START Source data

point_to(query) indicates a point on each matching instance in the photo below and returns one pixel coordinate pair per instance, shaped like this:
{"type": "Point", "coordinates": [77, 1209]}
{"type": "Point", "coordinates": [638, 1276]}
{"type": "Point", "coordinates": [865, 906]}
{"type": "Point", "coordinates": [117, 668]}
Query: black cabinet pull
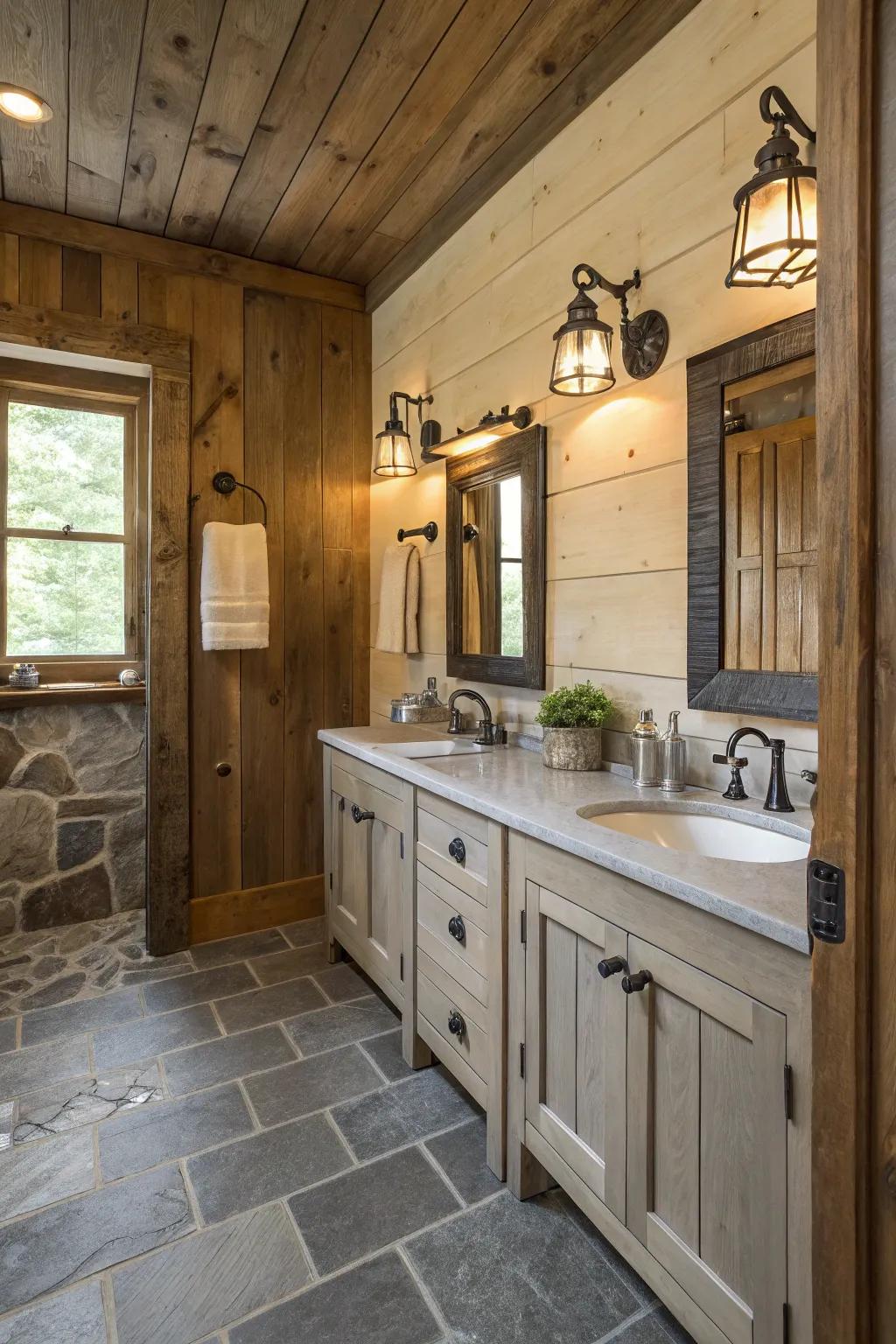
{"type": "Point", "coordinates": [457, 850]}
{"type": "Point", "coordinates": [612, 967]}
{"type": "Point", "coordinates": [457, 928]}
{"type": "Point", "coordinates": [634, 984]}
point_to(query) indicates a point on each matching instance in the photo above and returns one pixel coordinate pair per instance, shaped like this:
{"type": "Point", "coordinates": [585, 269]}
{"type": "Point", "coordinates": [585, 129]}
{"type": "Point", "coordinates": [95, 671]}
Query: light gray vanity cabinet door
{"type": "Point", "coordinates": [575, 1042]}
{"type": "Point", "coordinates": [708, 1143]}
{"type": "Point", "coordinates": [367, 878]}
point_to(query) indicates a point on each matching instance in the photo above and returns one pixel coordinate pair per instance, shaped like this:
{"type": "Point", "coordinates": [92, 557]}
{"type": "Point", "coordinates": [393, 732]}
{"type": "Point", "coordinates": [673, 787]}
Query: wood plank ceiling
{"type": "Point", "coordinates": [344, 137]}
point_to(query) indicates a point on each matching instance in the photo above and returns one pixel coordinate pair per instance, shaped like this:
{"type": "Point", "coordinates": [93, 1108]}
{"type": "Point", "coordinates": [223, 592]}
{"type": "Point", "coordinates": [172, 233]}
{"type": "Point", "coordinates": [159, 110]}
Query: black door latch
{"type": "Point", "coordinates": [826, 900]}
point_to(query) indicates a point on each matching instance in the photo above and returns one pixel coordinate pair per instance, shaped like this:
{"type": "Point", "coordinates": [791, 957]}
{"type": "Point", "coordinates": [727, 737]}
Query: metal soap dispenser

END Source data

What this task involves:
Verbatim reproduction of every entry is needed, with the images left out.

Answer to the problem:
point_to(query) indicates a point on each matching instance in the photo below and returns one pixel coordinate pair per instance, shaped like this:
{"type": "Point", "coordinates": [77, 1209]}
{"type": "Point", "coordinates": [638, 1276]}
{"type": "Point", "coordinates": [865, 906]}
{"type": "Point", "coordinates": [117, 668]}
Query: black cabinet pull
{"type": "Point", "coordinates": [457, 850]}
{"type": "Point", "coordinates": [612, 967]}
{"type": "Point", "coordinates": [457, 928]}
{"type": "Point", "coordinates": [634, 984]}
point_to(query) indicates a point on each matching instance in the photo above and returns one pixel coordinate pair per instance, shaped like this:
{"type": "Point", "coordinates": [585, 269]}
{"type": "Point", "coordinates": [585, 129]}
{"type": "Point", "coordinates": [95, 671]}
Query: light gray vanity cabinet door
{"type": "Point", "coordinates": [575, 1042]}
{"type": "Point", "coordinates": [708, 1143]}
{"type": "Point", "coordinates": [367, 878]}
point_to(query) indicates a point on each matching instance in the photo above and returns one pixel coordinate pair per instance, shaped like this:
{"type": "Point", "coordinates": [92, 557]}
{"type": "Point", "coordinates": [393, 732]}
{"type": "Point", "coordinates": [673, 787]}
Query: wood plank ceiling
{"type": "Point", "coordinates": [344, 137]}
point_to(query) indicates a point on each matching instance in the photo above and returns one pixel coordinate pair per instance, shaped like this:
{"type": "Point", "coordinates": [93, 1108]}
{"type": "Point", "coordinates": [223, 592]}
{"type": "Point", "coordinates": [172, 233]}
{"type": "Point", "coordinates": [159, 110]}
Query: black door latch
{"type": "Point", "coordinates": [826, 900]}
point_to(query) indicates a point on each matching instance in the photo above and returns one pixel coordinate pair per instance, shaped like this:
{"type": "Point", "coordinates": [791, 957]}
{"type": "Point", "coordinates": [727, 737]}
Query: metal soap dispenser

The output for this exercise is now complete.